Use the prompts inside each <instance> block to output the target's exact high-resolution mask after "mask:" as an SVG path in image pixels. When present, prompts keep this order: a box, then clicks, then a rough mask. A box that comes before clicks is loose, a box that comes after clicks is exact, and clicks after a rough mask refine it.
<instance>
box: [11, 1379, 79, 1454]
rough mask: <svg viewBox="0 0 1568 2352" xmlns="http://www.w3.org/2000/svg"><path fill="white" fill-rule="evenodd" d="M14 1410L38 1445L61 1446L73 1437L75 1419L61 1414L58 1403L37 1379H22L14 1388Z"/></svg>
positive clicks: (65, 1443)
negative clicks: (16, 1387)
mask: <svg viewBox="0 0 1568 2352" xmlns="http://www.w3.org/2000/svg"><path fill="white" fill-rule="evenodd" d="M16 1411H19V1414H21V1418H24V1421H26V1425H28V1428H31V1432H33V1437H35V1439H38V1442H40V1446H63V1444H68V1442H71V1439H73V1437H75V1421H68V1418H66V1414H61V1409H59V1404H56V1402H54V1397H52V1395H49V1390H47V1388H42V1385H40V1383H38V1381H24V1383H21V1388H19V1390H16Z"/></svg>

* What needs to be done *
Transcribe the material in full, exactly as it is given.

* Exercise output *
Use the prompts inside each <instance> block to output the target's exact high-resolution mask after "mask:" as an SVG path in image pixels. When present, prompts keep this order: a box, then clicks, then a rough mask. A box that comes before clicks is loose, a box that comes after clicks is exact, and clicks after a rough mask refine it.
<instance>
box: [11, 1379, 79, 1454]
rough mask: <svg viewBox="0 0 1568 2352" xmlns="http://www.w3.org/2000/svg"><path fill="white" fill-rule="evenodd" d="M14 1410L38 1445L61 1446L73 1437L75 1419L61 1414L58 1403L37 1379H22L14 1388Z"/></svg>
positive clicks: (65, 1443)
negative clicks: (16, 1387)
mask: <svg viewBox="0 0 1568 2352" xmlns="http://www.w3.org/2000/svg"><path fill="white" fill-rule="evenodd" d="M16 1411H19V1414H21V1418H24V1421H26V1425H28V1428H31V1432H33V1437H35V1439H38V1442H40V1446H63V1444H68V1442H71V1439H73V1437H75V1421H68V1418H66V1414H61V1409H59V1404H56V1402H54V1397H52V1395H49V1390H47V1388H42V1385H40V1383H38V1381H24V1383H21V1388H19V1390H16Z"/></svg>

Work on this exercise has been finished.